> [Aim of the exercise]: Below are the records. Reproduce the line that contains "Target: drainpipe" and every line after it to the end, exactly and alone.

> [Referring expression pointing data]:
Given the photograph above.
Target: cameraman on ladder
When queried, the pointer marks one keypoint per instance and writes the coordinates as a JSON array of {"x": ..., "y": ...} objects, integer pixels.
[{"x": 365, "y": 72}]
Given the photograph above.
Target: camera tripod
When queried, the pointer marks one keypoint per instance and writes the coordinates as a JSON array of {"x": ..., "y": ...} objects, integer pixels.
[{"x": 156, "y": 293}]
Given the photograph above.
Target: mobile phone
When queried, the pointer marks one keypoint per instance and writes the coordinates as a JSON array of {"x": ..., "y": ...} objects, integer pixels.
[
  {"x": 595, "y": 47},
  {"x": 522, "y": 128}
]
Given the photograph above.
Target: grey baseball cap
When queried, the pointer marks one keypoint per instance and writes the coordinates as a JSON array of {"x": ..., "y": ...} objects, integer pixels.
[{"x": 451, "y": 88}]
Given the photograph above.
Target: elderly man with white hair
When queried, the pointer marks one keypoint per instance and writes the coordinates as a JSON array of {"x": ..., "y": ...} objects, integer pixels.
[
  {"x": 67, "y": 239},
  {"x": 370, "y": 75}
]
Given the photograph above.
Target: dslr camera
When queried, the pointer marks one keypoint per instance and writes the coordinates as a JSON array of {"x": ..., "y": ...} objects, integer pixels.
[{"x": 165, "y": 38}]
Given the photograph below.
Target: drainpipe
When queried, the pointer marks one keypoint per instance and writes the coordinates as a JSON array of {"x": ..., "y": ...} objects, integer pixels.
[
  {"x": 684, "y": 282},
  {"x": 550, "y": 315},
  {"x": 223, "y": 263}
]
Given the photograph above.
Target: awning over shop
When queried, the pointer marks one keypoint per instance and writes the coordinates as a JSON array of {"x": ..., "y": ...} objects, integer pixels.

> [Answer box]:
Target: drainpipe
When queried, the pointer marks one keypoint per instance and writes the coordinates as a JSON array of {"x": ..., "y": ...} objects, integer pixels.
[
  {"x": 684, "y": 282},
  {"x": 550, "y": 315},
  {"x": 223, "y": 263}
]
Given the photograph above.
Target: awning over shop
When queried, the pointer marks one keypoint per instance and writes the coordinates as a JSON array of {"x": ..., "y": ...} objects, integer pixels.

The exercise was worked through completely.